Extracted text —
***
RE: Question on draft-walker-ieee802-req-00
From: Joseph Salowey (jsaloweycisco.com)
Date: Mon, 9 Feb 2004 18:59:54 -0500 (EST)
So, by synchronized state I would expect the following of a complying
method.  

At the completion of authentication results in either one of two things:

1.  Both parties share the same cryptographic state and understanding of
the parties authenticated and parameters negotiated as part of the
protocol execution. If valid keys are generated on both sides then both
side MUST have the same understanding of the parties authenticated and
the parameters negotiated.

Or

2.  The authentication protocol has failed and protected communication
will not be possible because one or both parties failed to generate keys
as a result of protocol failure or perhaps because the cryptographic
state does not match between the two parties.

You MUST NOT ever have a result where both parties arrive at the same
cryptographic state enabling protected communication, but have different
notions of other state such as (from Jesse's previous message):

"protocol both executed, what credentials were presented and accepted by
both parties, what keys both have derived, and how to distinguish this
instance of the protocol from all other instances of the protocol. They
will also share the same view of negotiable attributes of the protocol,
such as cipher suites, and the same limitations of usage on all protocol
state, and particularly the same view of what attributes of the protocol
instance are public and which are private to the two parties alone."
***
(Records from a dataset)
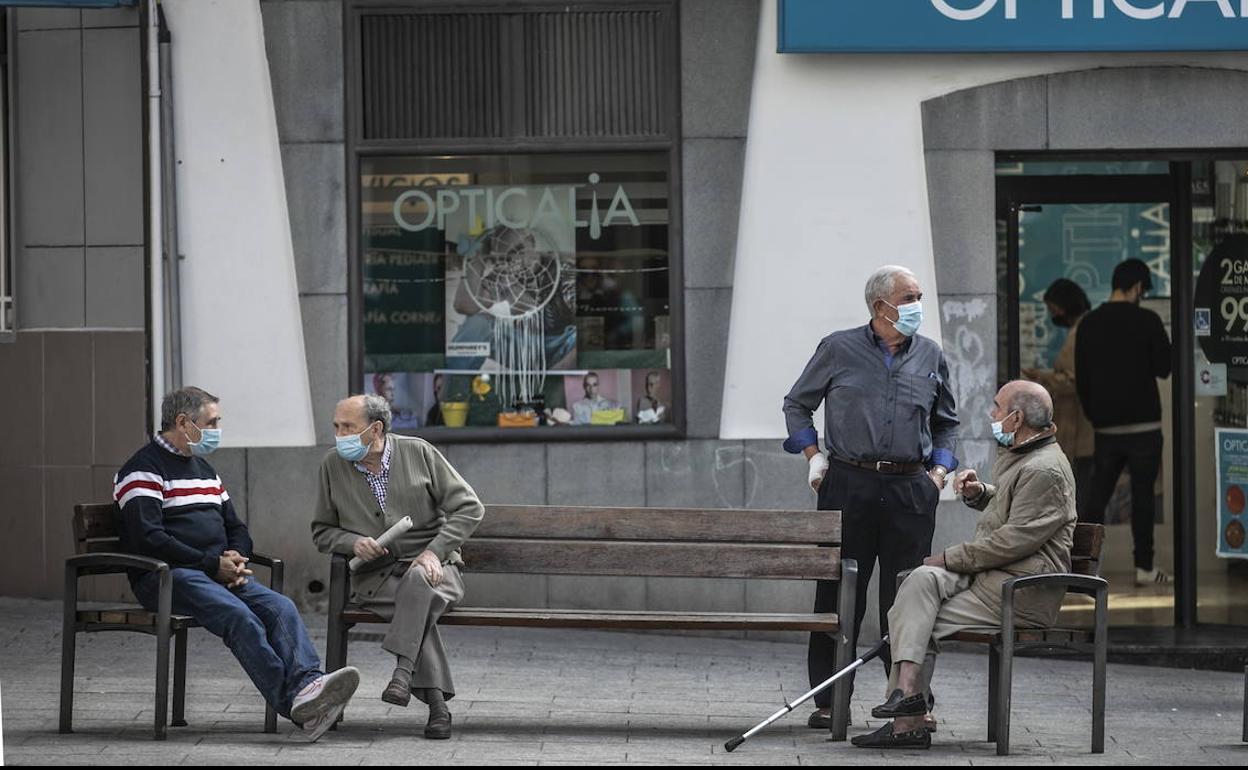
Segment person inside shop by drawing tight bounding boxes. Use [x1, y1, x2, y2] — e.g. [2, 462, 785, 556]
[112, 386, 359, 741]
[784, 265, 958, 729]
[851, 381, 1078, 749]
[1075, 260, 1173, 585]
[1022, 278, 1094, 518]
[312, 396, 485, 739]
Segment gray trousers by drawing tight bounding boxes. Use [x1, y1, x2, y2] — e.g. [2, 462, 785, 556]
[885, 567, 1001, 698]
[357, 564, 464, 700]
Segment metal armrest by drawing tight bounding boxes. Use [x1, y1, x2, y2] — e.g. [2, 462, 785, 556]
[248, 553, 286, 593]
[1001, 573, 1109, 602]
[1001, 573, 1109, 655]
[65, 553, 168, 574]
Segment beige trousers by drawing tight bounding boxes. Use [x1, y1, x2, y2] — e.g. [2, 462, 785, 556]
[359, 564, 464, 700]
[885, 567, 1001, 698]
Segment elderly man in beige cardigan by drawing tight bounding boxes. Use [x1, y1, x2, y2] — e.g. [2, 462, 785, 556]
[312, 396, 484, 739]
[852, 381, 1077, 749]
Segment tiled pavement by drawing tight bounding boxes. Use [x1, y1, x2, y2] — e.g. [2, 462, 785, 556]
[0, 599, 1248, 766]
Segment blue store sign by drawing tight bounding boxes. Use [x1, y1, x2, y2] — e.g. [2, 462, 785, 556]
[0, 0, 139, 7]
[779, 0, 1248, 54]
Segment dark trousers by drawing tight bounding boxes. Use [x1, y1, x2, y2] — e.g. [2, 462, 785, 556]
[1087, 431, 1163, 569]
[131, 568, 321, 719]
[806, 461, 940, 709]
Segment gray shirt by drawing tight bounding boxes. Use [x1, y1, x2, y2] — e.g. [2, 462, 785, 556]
[784, 324, 957, 470]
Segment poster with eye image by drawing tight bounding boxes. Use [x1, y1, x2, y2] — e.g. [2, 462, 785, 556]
[1214, 428, 1248, 559]
[1192, 233, 1248, 382]
[443, 186, 577, 374]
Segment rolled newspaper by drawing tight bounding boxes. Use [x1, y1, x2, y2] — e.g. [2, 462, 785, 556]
[349, 515, 412, 572]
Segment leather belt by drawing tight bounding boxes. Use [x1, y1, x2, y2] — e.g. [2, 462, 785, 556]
[832, 457, 926, 475]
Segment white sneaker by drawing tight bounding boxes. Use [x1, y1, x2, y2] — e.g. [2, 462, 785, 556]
[1136, 567, 1174, 585]
[302, 703, 346, 744]
[291, 665, 359, 733]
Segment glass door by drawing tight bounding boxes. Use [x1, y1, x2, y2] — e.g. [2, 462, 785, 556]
[997, 162, 1173, 626]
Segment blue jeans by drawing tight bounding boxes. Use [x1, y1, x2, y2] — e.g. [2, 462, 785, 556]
[132, 568, 322, 719]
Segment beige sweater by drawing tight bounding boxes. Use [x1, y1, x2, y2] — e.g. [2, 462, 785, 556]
[945, 437, 1076, 625]
[312, 434, 485, 592]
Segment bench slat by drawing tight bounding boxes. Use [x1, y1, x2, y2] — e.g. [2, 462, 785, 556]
[74, 503, 121, 544]
[474, 505, 841, 544]
[343, 607, 840, 631]
[948, 628, 1093, 644]
[77, 607, 198, 629]
[463, 537, 841, 580]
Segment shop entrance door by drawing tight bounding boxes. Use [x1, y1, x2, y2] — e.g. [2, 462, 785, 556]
[997, 162, 1186, 626]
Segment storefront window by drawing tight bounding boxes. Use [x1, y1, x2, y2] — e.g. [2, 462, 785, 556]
[359, 152, 674, 432]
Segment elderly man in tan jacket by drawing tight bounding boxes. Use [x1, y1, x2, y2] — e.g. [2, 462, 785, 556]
[852, 381, 1077, 749]
[312, 396, 484, 739]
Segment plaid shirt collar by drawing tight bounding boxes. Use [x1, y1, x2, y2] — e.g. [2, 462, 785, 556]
[354, 436, 391, 510]
[354, 436, 391, 475]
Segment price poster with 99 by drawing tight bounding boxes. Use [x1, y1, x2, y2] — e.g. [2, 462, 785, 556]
[1196, 233, 1248, 382]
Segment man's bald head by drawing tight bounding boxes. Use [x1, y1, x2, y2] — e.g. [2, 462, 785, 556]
[997, 379, 1053, 431]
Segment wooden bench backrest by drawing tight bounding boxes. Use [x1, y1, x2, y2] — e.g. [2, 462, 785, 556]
[74, 503, 121, 554]
[463, 505, 841, 580]
[1071, 523, 1104, 577]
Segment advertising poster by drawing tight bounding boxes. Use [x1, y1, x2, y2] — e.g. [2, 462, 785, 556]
[1214, 428, 1248, 559]
[1196, 233, 1248, 382]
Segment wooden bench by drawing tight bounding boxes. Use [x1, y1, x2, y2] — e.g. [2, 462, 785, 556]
[326, 505, 857, 740]
[60, 503, 283, 740]
[913, 524, 1109, 756]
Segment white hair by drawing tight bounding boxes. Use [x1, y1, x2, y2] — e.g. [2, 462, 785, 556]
[862, 265, 919, 316]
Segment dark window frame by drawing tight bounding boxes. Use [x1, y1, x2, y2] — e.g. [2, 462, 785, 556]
[343, 0, 686, 443]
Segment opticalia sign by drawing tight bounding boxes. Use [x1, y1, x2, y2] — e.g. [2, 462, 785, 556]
[393, 173, 640, 241]
[779, 0, 1248, 54]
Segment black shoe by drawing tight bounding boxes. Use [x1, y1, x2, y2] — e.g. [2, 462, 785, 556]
[382, 669, 412, 706]
[871, 690, 927, 719]
[806, 709, 854, 730]
[850, 721, 932, 749]
[424, 700, 451, 740]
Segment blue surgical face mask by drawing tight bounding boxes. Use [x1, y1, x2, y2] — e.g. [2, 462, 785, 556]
[186, 422, 221, 457]
[884, 300, 924, 337]
[334, 426, 372, 463]
[992, 412, 1016, 447]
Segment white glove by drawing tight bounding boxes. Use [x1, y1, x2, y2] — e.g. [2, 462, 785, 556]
[806, 452, 827, 494]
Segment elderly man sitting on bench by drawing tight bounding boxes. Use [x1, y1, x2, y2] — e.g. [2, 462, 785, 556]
[852, 381, 1076, 749]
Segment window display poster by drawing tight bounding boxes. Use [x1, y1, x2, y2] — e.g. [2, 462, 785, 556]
[563, 369, 633, 426]
[364, 372, 446, 431]
[362, 226, 446, 372]
[1214, 428, 1248, 559]
[629, 369, 671, 426]
[444, 186, 577, 372]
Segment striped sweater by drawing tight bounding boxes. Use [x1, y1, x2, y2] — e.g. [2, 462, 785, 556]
[112, 439, 252, 580]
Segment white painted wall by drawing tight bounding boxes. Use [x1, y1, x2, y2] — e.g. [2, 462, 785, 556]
[161, 0, 316, 447]
[720, 0, 1248, 439]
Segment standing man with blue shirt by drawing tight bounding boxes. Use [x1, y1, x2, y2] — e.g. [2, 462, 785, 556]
[784, 265, 958, 729]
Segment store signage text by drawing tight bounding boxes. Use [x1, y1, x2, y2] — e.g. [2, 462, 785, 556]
[778, 0, 1248, 54]
[393, 173, 640, 240]
[931, 0, 1248, 21]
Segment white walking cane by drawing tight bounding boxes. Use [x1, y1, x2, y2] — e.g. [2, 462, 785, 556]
[724, 634, 889, 751]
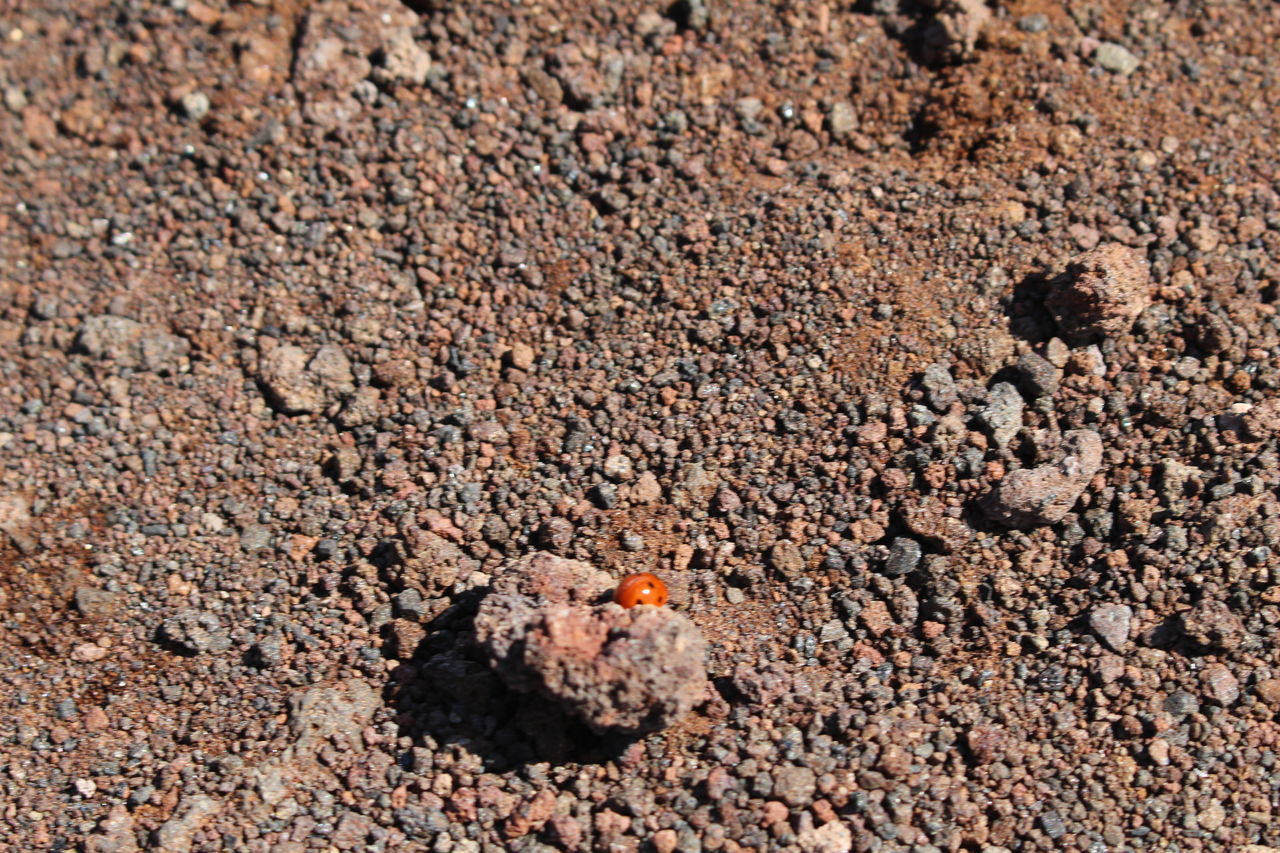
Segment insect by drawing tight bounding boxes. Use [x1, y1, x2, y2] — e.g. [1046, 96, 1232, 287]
[613, 571, 667, 607]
***
Your tasks —
A) According to the message on synchronized state, what must both sides have the same understanding of if valid keys are generated on both sides?
B) Please say whether each statement agrees with the message on synchronized state, giving yes or no and quoting the words that decide it. (i) The message is dated Monday, 9 February 2004. (ii) One permitted outcome of authentication is that the protocol fails and protected communication is not possible. (iii) The message allows both parties to reach the same cryptographic state while holding different notions of other state.

List of solutions —
A) The parties authenticated and the parameters negotiated.

B)
(i) Yes: "Mon, 9 Feb 2004"
(ii) Yes: "The authentication protocol has failed and protected communication will not be possible"
(iii) No: "You MUST NOT ever have a result where both parties arrive at the same cryptographic state enabling protected communication, but have different notions of other state"